▶ _ASSIGNMENT_
Within the data that follows, set down exactly the lines from the one containing "of the skyscraper" through the one containing "the sky shown", both ends included.

Top of THE INPUT

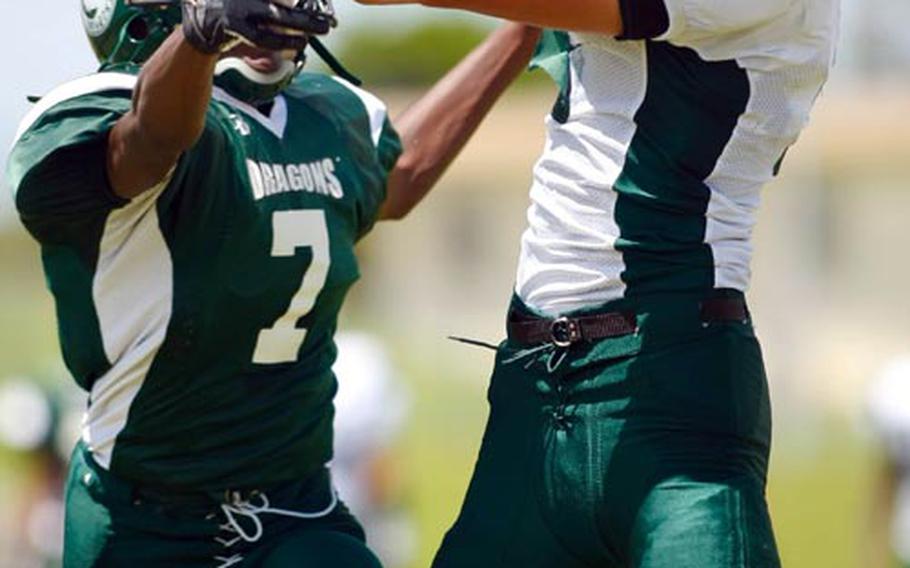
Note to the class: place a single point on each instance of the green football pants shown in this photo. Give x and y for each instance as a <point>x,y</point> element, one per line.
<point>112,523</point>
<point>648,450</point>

Bottom of THE INPUT
Top of THE INPUT

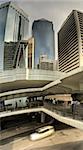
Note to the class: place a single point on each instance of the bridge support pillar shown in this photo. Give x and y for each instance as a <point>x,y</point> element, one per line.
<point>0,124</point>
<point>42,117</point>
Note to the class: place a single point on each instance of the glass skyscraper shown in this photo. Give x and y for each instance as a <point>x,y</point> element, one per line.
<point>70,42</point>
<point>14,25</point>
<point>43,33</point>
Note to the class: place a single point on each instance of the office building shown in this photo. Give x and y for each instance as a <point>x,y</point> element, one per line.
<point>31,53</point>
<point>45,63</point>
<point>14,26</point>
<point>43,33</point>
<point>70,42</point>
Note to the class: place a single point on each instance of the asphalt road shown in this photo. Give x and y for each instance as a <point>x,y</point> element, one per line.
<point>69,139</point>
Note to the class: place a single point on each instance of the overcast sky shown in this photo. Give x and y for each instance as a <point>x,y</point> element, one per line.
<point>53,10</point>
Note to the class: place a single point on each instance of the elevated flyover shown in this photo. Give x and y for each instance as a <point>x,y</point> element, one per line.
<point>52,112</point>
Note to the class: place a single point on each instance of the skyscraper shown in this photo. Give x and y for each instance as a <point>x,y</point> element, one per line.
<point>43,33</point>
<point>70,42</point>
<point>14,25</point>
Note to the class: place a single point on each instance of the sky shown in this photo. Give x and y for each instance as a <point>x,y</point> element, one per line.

Bottom of THE INPUT

▶ _YOUR RESPONSE_
Note to the class: place a single point on each instance of the skyscraper shown in this photo. Give x and y for each instance as a <point>x,y</point> element, one per line.
<point>43,33</point>
<point>70,42</point>
<point>14,25</point>
Note to the class: place a single point on each instance of the sky shown in this photo. Give x and y for each instance as a <point>x,y</point> element, one per line.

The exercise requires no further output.